= Goals =
**1.** According to the repository description, which classifier did the spam detection project settle on?
**2.** Reproduce the stretch of the repository description from "Project repository for" through "tokens as features.".

Project repository for the spam detection Security Analytics (SECANA) project.
The goal of our project was to be able to classify a email and tell if it's spam or ham (not spam) by analysing the content of the emails (natural language processing - NLP). After processing and exploring the datasets we've compared different features and classifiers. We've decided to use the RandomForest classifier with TFIDF (parsed and preprocessed texts of the email bodys) and the number of chars and tokens as features.
Besides the model we've also developed a web interface for checking your emails (simply upload the mail as an .eml file) and a Mozilla Thunderbird plugin that can make use of the specified web interface and provides in-app feedback. More information about these projects can be found in their linked repo.
We've used the following datasets:
At least the TREC dataset can (due to licensing) not be uploaded so please download the datasets on your own.
The directories should look like this:
datasets/
├── spamassassin (files not provided)
│ ├── ham [6951 entries exceeds filelimit, not opening dir]
│ └── spam [2397 entries exceeds filelimit, not opening dir]
└── trec07p (files not provided)
│ ├── ham [25220 entries exceeds filelimit, not opening dir]
│ ├── spam [50199 entries exceeds filelimit, not opening dir]
└── splitTRECFiles.sh - helper for splitting the trec dataset files
Keep in mind that there might be some files in the datasets that have to be removed, e.g. READMEs or files that contain the copy-commands.
For just training the model from just the datasets (spam and ham files) run the file spam-detection.ipynb
.
Design decisions and plots can be found in the files preprocessing.ipynb
, features.ipynb
, vocabulary.ipynb
and model.ipynb
.
spam-detection/
├── datasets
│ ├── spamassassin (files not provided)
│ ├── trec07p (files not provided)
│ ├── splitTRECFiles.sh - helper for splitting the trec dataset files
├── exports
│ ├── docu-de.pdf - documentation in German
│ ├── model.sav - export of the created model
│ └── vocab.sav - export of the vocabulary for the model
├── markdown - markdown exports of the jupyter notebook files
│ ├── features/
│ ├── preprocessing/
│ ├── model.md
│ ├── spam-detection.md
│ └── vocabulary.md
├── plugin - submodule containing code and info about the thunderbird plugin
├── resources
│ ├── bad_domains.txt - downloaded content of https://dbl.oisd.nl/ , remove headers (not provided)
│ ├── bad_domains.db - created via preprocessing.ipynb from bad_domains.txt (not provided)
│ └── words-dwyl-github.txt - https://github.com/dwyl/english-words/blob/master/words.txt (not provided)
├── webinterface - submodule containing code and info about the webinterface
├── LICENSE
├── README.md - **you are here**
├── features.ipynb - details about features (ideas and importances) and outliers
├── model.ipynb - decisions for using the final classifier
├── preprocessing.ipynb - preprocessing incl. design thoughts and canceled ideas
├── spam-detection.ipynb - main jupyter notebook that contains only the necessary steps to train the model
└── vocabulary.ipynb - design decision for the vocabulary (using intersections)

= Data section =
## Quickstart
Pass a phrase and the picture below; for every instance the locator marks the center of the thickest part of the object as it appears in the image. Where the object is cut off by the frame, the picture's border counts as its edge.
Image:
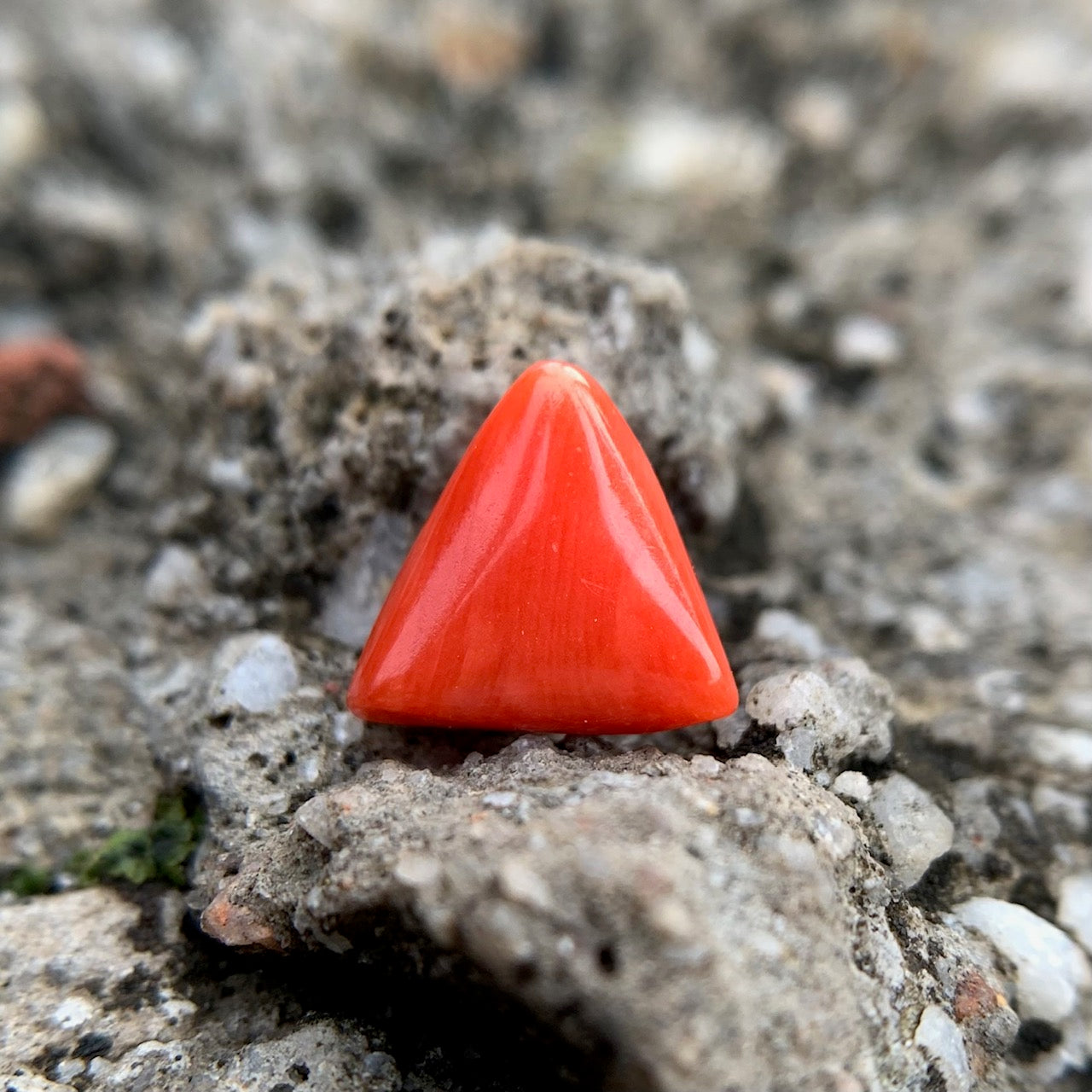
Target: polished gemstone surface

= Solutions by task =
**1.** The RandomForest classifier.

**2.**
Project repository for the spam detection Security Analytics (SECANA) project.
The goal of our project was to be able to classify a email and tell if it's spam or ham (not spam) by analysing the content of the emails (natural language processing - NLP). After processing and exploring the datasets we've compared different features and classifiers. We've decided to use the RandomForest classifier with TFIDF (parsed and preprocessed texts of the email bodys) and the number of chars and tokens as features.